[start of INFORMATION GIVEN]

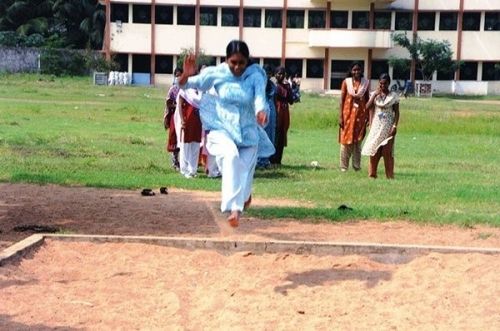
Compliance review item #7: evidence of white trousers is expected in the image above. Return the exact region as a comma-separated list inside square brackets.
[207, 130, 257, 212]
[177, 142, 200, 177]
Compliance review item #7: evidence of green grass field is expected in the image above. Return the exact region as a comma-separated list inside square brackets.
[0, 75, 500, 226]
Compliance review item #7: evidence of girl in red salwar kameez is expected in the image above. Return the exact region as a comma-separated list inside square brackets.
[271, 67, 293, 165]
[339, 63, 369, 171]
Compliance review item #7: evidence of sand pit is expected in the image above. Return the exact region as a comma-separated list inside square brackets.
[0, 184, 500, 330]
[0, 239, 500, 330]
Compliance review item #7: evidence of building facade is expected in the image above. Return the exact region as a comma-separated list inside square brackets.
[101, 0, 500, 94]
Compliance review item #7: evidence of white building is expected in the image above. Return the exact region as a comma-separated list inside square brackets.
[101, 0, 500, 94]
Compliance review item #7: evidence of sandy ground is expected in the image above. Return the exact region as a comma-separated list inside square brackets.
[0, 241, 500, 330]
[0, 184, 500, 249]
[0, 184, 500, 330]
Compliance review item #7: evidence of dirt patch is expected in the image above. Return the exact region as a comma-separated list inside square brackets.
[0, 240, 500, 330]
[0, 184, 500, 330]
[0, 184, 500, 249]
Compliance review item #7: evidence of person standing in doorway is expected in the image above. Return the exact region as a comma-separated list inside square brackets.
[339, 62, 370, 171]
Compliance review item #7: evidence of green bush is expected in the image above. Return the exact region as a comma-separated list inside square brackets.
[0, 31, 21, 47]
[40, 48, 88, 76]
[23, 33, 45, 47]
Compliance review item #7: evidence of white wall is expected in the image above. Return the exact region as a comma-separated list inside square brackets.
[111, 23, 151, 53]
[462, 31, 500, 61]
[464, 0, 500, 10]
[451, 81, 488, 95]
[155, 25, 196, 54]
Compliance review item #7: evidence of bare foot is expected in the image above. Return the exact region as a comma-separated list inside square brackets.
[243, 194, 252, 210]
[227, 210, 241, 228]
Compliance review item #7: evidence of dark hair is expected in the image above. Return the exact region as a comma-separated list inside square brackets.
[262, 64, 274, 75]
[346, 61, 363, 77]
[378, 72, 391, 84]
[226, 40, 250, 60]
[274, 66, 286, 75]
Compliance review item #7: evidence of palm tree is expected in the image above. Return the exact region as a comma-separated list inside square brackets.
[53, 0, 106, 49]
[0, 0, 54, 36]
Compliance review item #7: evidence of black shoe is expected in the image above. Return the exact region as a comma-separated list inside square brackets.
[141, 188, 155, 197]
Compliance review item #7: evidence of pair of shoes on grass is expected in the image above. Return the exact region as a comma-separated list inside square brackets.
[141, 186, 168, 197]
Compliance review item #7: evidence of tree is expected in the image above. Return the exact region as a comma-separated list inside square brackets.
[389, 33, 460, 80]
[0, 0, 54, 37]
[177, 48, 213, 68]
[53, 0, 106, 49]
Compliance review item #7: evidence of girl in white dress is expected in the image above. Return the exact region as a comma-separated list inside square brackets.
[361, 74, 399, 179]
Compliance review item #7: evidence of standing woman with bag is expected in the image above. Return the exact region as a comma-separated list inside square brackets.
[361, 74, 399, 179]
[179, 40, 274, 227]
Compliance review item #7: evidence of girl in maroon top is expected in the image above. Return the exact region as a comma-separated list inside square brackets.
[271, 67, 293, 165]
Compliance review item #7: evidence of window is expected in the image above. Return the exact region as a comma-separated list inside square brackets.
[395, 12, 413, 31]
[417, 12, 436, 31]
[265, 9, 282, 28]
[133, 5, 151, 24]
[156, 6, 174, 24]
[306, 60, 324, 78]
[392, 60, 412, 80]
[243, 9, 262, 28]
[113, 53, 128, 71]
[483, 62, 500, 81]
[352, 11, 370, 29]
[177, 6, 195, 25]
[375, 11, 391, 30]
[484, 12, 500, 31]
[462, 12, 481, 31]
[111, 3, 128, 23]
[200, 7, 217, 26]
[460, 62, 477, 80]
[437, 70, 455, 80]
[205, 56, 217, 67]
[264, 58, 281, 70]
[285, 59, 302, 77]
[250, 56, 260, 65]
[132, 54, 151, 73]
[155, 55, 174, 74]
[286, 10, 304, 29]
[439, 12, 457, 31]
[308, 10, 326, 29]
[330, 10, 349, 29]
[370, 60, 389, 79]
[222, 7, 240, 26]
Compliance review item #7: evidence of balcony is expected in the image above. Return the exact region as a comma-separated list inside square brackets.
[309, 29, 393, 48]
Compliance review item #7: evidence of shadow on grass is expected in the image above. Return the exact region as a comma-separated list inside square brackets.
[244, 205, 410, 222]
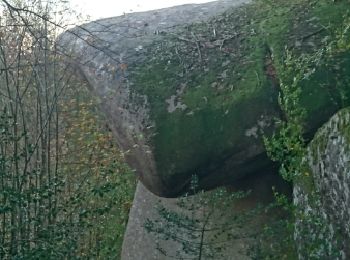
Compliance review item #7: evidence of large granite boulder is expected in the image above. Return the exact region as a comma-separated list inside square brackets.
[121, 172, 290, 260]
[60, 0, 350, 197]
[294, 108, 350, 259]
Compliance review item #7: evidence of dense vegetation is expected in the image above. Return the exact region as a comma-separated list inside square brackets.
[0, 1, 135, 259]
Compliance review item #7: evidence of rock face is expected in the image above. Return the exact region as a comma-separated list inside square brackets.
[121, 172, 290, 260]
[60, 0, 350, 197]
[294, 108, 350, 259]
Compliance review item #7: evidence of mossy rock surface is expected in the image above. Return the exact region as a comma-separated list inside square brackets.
[61, 0, 350, 196]
[294, 107, 350, 259]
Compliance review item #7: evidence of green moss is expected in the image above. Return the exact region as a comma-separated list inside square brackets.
[130, 0, 350, 187]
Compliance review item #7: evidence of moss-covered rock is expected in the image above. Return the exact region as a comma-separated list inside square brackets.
[61, 0, 350, 196]
[294, 108, 350, 259]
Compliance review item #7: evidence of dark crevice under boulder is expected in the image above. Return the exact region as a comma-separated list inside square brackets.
[60, 0, 350, 197]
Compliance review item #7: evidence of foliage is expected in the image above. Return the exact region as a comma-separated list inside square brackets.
[144, 177, 252, 259]
[264, 3, 350, 259]
[0, 1, 135, 259]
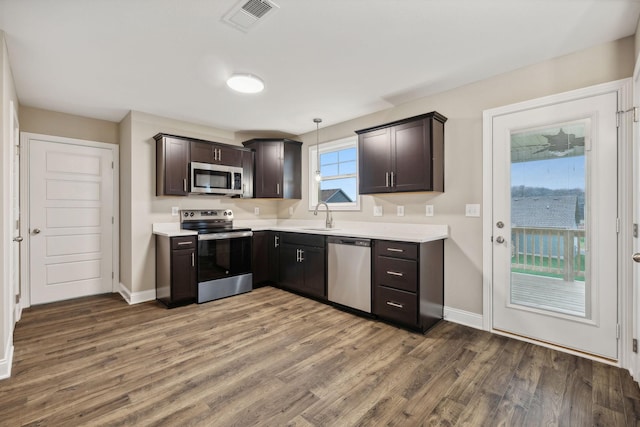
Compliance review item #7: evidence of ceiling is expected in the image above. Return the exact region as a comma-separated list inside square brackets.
[0, 0, 640, 135]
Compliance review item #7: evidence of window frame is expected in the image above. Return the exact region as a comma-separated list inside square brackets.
[307, 135, 360, 211]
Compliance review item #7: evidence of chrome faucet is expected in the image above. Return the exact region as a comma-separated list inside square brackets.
[313, 202, 333, 228]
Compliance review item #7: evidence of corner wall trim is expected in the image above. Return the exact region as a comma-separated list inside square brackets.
[0, 337, 13, 380]
[118, 283, 156, 305]
[444, 306, 484, 330]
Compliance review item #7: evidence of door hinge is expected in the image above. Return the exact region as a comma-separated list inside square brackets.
[616, 107, 640, 128]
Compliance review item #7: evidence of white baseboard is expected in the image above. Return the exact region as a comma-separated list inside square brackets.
[119, 283, 156, 305]
[0, 337, 13, 380]
[444, 306, 483, 329]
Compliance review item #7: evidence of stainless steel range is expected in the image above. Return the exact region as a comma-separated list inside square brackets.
[180, 209, 253, 303]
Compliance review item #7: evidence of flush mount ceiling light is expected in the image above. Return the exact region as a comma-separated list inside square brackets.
[227, 74, 264, 93]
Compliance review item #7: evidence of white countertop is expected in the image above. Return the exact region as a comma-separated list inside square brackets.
[153, 219, 449, 243]
[234, 220, 449, 243]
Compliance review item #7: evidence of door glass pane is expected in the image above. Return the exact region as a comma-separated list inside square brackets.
[510, 120, 590, 318]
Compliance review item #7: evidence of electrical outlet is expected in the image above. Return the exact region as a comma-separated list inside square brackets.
[465, 204, 480, 217]
[424, 205, 433, 216]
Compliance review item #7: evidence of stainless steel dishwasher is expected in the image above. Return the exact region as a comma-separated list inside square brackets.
[327, 236, 371, 313]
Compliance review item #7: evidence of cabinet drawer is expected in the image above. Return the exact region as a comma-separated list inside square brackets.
[375, 256, 418, 292]
[171, 236, 196, 250]
[374, 286, 418, 326]
[280, 233, 325, 248]
[375, 240, 418, 260]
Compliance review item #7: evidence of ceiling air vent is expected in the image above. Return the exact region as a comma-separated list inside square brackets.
[222, 0, 279, 33]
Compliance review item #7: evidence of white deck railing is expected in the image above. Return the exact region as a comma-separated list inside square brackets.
[511, 227, 585, 281]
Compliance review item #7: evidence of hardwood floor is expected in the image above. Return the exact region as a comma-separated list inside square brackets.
[0, 287, 640, 426]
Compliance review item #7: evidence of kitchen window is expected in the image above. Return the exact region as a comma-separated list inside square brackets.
[309, 136, 360, 210]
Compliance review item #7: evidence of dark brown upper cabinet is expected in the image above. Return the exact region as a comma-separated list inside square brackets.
[153, 133, 254, 198]
[154, 134, 189, 196]
[242, 138, 302, 199]
[191, 141, 242, 167]
[356, 111, 447, 194]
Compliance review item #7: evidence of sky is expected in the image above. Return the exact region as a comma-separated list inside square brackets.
[511, 155, 585, 190]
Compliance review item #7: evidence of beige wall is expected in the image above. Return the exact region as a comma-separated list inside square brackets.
[292, 37, 634, 314]
[0, 31, 19, 378]
[20, 106, 119, 144]
[13, 37, 635, 314]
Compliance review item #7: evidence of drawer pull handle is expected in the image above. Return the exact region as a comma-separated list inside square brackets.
[387, 301, 404, 308]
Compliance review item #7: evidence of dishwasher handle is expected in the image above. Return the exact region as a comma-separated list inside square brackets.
[327, 236, 371, 248]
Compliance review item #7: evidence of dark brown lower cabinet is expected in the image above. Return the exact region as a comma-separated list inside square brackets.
[251, 231, 269, 288]
[372, 240, 444, 332]
[278, 233, 327, 299]
[156, 235, 198, 308]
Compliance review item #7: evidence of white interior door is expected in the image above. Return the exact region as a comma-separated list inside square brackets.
[492, 90, 618, 360]
[10, 102, 22, 322]
[29, 139, 114, 304]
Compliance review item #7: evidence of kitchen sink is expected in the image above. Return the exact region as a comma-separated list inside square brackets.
[303, 227, 339, 231]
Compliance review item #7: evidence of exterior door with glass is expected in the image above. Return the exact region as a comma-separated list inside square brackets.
[491, 90, 618, 360]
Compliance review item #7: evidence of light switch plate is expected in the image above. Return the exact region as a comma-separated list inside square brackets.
[465, 204, 480, 217]
[424, 205, 433, 216]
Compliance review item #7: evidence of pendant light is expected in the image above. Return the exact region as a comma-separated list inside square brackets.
[313, 119, 322, 182]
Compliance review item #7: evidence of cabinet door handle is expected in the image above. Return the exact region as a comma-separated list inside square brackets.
[387, 301, 404, 308]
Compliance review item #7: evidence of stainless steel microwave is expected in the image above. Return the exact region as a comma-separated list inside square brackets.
[189, 162, 242, 196]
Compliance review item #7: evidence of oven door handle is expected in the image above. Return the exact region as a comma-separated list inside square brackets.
[198, 230, 253, 240]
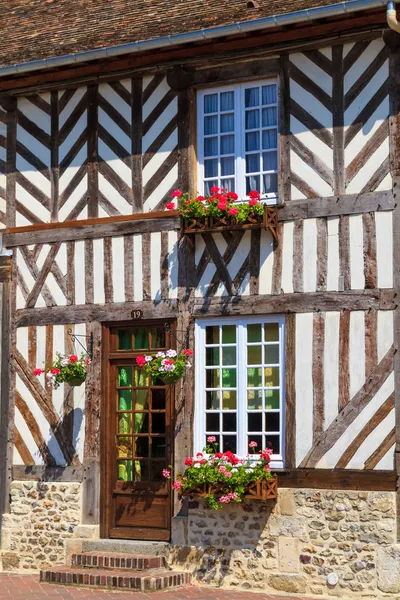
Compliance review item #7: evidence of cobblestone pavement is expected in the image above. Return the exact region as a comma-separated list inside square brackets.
[0, 573, 328, 600]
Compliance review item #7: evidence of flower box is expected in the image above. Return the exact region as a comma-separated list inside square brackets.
[181, 205, 278, 241]
[179, 475, 278, 501]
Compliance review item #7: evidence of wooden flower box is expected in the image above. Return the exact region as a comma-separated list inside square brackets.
[181, 205, 278, 242]
[180, 475, 278, 500]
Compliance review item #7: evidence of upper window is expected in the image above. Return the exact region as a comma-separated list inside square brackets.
[198, 80, 278, 203]
[195, 317, 284, 468]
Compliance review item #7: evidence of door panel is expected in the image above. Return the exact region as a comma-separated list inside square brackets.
[102, 322, 173, 540]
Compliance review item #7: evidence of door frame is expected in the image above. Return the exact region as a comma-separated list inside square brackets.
[100, 318, 176, 541]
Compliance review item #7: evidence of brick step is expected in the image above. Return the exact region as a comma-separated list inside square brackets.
[71, 552, 167, 571]
[40, 567, 191, 592]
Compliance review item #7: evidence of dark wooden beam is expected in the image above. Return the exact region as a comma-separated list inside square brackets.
[274, 469, 396, 492]
[278, 190, 395, 221]
[195, 289, 397, 318]
[12, 465, 84, 482]
[15, 300, 178, 327]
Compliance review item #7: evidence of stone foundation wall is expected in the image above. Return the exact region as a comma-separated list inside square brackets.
[0, 481, 81, 571]
[171, 489, 400, 598]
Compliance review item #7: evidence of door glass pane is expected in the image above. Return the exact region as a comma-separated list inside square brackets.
[118, 413, 132, 434]
[118, 367, 132, 387]
[134, 437, 149, 458]
[118, 390, 132, 410]
[151, 437, 166, 458]
[151, 388, 166, 410]
[218, 390, 236, 410]
[135, 390, 149, 410]
[117, 329, 132, 350]
[135, 413, 149, 433]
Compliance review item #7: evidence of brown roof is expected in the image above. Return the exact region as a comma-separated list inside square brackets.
[0, 0, 360, 66]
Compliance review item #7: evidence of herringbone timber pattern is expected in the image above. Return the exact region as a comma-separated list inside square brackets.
[15, 93, 52, 226]
[142, 75, 178, 212]
[98, 79, 133, 216]
[57, 87, 88, 221]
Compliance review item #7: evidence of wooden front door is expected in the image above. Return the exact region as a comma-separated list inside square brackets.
[102, 322, 173, 540]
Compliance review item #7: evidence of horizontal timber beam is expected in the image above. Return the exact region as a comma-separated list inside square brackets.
[15, 300, 178, 327]
[3, 211, 180, 248]
[12, 465, 85, 481]
[278, 190, 395, 221]
[274, 469, 396, 492]
[193, 289, 397, 318]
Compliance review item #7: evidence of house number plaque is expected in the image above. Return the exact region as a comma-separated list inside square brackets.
[131, 310, 143, 321]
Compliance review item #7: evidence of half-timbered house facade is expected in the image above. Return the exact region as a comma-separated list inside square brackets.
[0, 0, 400, 597]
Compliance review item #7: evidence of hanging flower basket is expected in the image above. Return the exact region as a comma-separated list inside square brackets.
[33, 352, 91, 389]
[136, 350, 193, 385]
[167, 187, 278, 241]
[163, 436, 277, 510]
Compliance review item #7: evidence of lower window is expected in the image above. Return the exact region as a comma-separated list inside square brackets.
[195, 317, 284, 468]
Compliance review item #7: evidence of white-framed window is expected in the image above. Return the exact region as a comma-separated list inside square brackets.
[194, 316, 285, 468]
[197, 79, 278, 204]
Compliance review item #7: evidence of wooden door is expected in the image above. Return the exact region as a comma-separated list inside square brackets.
[102, 322, 174, 540]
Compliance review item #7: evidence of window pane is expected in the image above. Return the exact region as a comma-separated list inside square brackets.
[204, 94, 218, 114]
[206, 348, 219, 367]
[246, 131, 260, 152]
[266, 435, 280, 454]
[220, 113, 235, 133]
[247, 368, 262, 387]
[263, 173, 278, 194]
[117, 329, 132, 350]
[263, 129, 278, 150]
[247, 346, 262, 365]
[118, 390, 132, 412]
[222, 390, 236, 410]
[222, 325, 236, 344]
[221, 135, 235, 154]
[246, 175, 260, 195]
[206, 369, 219, 387]
[262, 106, 277, 127]
[222, 412, 236, 431]
[264, 367, 279, 387]
[135, 390, 148, 410]
[206, 413, 219, 433]
[204, 158, 218, 177]
[221, 156, 235, 175]
[247, 323, 261, 342]
[135, 413, 149, 433]
[263, 152, 278, 171]
[222, 435, 237, 453]
[204, 115, 218, 135]
[246, 154, 261, 173]
[265, 344, 279, 365]
[247, 390, 263, 410]
[134, 437, 149, 458]
[245, 109, 260, 129]
[264, 323, 279, 342]
[265, 413, 280, 432]
[262, 85, 276, 104]
[206, 391, 220, 410]
[244, 87, 260, 108]
[206, 325, 219, 344]
[204, 137, 218, 156]
[222, 369, 236, 387]
[264, 390, 280, 410]
[222, 347, 236, 365]
[247, 413, 263, 431]
[118, 367, 132, 387]
[220, 92, 234, 110]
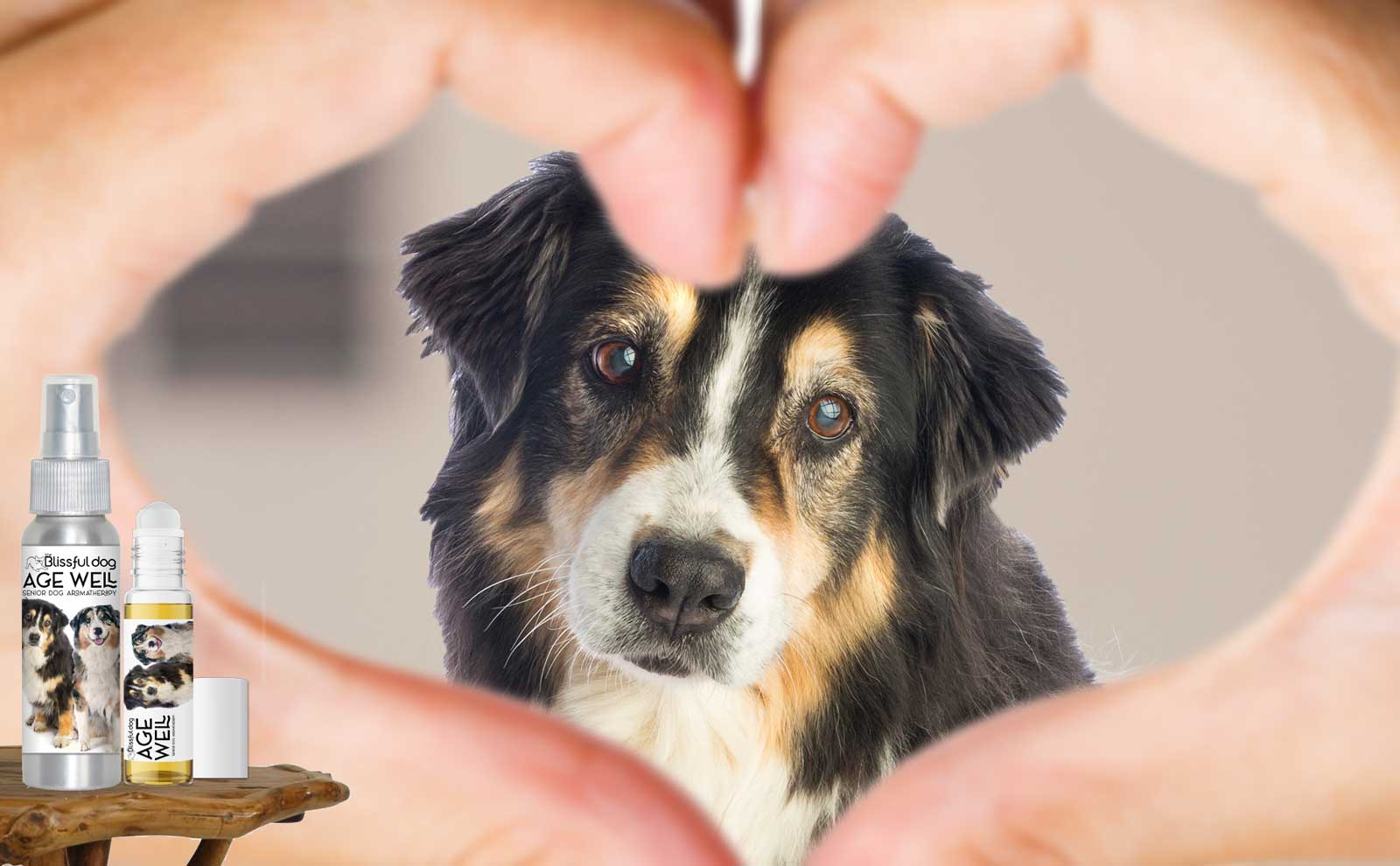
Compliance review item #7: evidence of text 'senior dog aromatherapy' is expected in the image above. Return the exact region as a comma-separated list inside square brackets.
[402, 156, 1090, 863]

[end of INFORMATION GIVEN]

▶ GIVEN REQUEST: Express the data above, from the start through the line containing "[339, 63, 369, 171]", as a Markdown table with the columns Row (a row number) and Text (the line). Omit blank lines and the pictures.

▶ TASK ANSWER:
| Row | Text |
|---|---|
| 1 | Compliance review item #7: evidence of white trousers is expected in the image above. Return the exact region as a comma-separated list inside square brackets. |
| 2 | [207, 130, 257, 212] |
| 3 | [177, 142, 200, 177] |
| 4 | Compliance review item #7: evidence of green grass field is expected in the image above. Return the exact region as a comma-separated list inside square brackets. |
| 5 | [0, 75, 500, 226] |
| 6 | Compliance review item #7: evidence of girl in red salwar kameez is expected in the image above. Return the exact region as a comma-separated list inside square brackets. |
| 7 | [271, 67, 293, 165] |
| 8 | [339, 63, 369, 171] |